■ **What to work on**:
Search the entries below. Return every line that has "damaged" in it.

↓↓↓

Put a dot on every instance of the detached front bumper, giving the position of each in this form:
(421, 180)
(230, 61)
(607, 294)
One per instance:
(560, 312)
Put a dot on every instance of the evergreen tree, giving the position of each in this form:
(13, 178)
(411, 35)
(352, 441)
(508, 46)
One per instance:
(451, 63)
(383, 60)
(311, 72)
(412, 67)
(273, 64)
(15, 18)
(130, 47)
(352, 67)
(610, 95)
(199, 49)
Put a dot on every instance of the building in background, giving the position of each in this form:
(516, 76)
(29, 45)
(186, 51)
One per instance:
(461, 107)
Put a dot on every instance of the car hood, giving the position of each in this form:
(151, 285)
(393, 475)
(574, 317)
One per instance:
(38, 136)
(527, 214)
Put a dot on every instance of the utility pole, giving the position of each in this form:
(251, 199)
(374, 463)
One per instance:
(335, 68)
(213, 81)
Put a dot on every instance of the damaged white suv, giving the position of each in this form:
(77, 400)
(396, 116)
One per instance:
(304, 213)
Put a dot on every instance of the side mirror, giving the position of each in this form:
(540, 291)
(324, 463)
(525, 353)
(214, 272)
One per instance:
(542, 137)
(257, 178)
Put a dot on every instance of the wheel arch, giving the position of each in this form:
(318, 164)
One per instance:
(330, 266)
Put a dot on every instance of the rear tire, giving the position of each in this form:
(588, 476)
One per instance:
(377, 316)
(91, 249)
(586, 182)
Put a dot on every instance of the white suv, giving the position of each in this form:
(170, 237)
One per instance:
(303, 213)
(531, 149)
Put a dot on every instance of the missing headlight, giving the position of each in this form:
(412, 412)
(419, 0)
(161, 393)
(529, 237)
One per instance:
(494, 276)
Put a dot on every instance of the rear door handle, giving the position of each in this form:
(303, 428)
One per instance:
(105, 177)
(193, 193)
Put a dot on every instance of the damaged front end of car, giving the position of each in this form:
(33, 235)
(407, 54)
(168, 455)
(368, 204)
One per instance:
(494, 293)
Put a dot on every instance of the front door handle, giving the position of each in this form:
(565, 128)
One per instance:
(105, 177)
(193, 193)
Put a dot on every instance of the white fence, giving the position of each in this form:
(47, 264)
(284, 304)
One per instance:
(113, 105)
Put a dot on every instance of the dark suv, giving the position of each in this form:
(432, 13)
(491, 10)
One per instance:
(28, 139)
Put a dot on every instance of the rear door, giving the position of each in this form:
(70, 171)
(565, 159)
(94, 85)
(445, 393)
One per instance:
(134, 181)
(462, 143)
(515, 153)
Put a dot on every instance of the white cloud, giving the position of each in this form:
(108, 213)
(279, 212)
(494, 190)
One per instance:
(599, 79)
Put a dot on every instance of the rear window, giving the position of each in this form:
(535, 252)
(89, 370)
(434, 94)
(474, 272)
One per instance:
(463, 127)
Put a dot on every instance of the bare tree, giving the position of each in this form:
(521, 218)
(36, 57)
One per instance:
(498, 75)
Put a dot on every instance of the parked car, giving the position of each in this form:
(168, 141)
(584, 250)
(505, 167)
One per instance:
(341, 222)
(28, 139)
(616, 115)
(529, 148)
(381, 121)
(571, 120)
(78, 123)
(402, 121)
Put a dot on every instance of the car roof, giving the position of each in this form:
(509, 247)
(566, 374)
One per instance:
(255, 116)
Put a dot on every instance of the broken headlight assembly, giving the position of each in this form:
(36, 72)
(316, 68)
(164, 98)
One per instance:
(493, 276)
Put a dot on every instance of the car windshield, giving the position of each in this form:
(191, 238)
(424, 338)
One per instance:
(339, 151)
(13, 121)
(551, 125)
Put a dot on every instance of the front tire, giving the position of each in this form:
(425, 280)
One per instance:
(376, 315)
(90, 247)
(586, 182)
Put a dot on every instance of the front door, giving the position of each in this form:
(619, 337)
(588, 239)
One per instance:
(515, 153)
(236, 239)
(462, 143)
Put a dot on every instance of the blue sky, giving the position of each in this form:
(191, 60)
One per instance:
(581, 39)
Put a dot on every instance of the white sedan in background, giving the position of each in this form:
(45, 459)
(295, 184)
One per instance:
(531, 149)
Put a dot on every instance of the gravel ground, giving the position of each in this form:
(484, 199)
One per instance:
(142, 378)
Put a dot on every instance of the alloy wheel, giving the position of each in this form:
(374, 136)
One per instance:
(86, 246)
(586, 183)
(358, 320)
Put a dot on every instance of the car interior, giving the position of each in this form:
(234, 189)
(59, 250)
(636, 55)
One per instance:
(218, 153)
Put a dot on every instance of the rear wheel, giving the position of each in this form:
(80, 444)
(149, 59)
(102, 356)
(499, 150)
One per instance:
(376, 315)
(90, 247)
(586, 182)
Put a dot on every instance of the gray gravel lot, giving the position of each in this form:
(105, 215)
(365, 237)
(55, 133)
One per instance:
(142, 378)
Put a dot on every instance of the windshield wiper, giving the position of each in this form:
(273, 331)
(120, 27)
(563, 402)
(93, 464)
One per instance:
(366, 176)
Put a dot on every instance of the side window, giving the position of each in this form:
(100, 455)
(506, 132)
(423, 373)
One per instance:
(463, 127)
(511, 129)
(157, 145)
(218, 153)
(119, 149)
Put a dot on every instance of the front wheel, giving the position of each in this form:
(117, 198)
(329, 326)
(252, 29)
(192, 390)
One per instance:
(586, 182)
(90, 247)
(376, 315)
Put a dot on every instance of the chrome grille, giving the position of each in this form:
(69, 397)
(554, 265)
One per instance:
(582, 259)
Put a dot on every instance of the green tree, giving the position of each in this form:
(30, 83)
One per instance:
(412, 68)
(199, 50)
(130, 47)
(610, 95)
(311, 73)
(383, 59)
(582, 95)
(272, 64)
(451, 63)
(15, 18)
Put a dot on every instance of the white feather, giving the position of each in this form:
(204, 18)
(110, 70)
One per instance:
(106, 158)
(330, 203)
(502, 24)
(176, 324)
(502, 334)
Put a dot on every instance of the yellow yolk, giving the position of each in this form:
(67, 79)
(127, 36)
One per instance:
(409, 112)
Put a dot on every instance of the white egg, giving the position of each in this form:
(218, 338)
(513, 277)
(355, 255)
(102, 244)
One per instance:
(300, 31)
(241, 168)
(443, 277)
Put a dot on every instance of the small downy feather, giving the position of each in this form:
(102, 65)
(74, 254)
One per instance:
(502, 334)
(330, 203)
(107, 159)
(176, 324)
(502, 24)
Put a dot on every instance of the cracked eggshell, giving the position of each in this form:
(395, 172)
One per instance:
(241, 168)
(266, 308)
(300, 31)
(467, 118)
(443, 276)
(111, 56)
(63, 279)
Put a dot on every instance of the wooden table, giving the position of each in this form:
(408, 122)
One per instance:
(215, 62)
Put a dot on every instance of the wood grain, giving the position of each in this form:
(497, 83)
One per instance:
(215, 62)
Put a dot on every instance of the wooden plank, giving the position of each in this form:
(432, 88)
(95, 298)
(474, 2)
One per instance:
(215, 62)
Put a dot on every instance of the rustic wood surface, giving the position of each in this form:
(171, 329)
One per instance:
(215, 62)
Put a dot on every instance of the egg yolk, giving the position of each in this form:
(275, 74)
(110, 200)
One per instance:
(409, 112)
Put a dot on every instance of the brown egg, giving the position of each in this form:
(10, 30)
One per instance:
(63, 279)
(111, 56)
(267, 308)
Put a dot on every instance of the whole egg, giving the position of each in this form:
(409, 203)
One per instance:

↑↑↑

■ **Problem solution**:
Put a dot on every instance of the damaged white suv, giving the position of each in this form:
Put a dot on every instance of the damaged front end of car, giving the position of each in this form:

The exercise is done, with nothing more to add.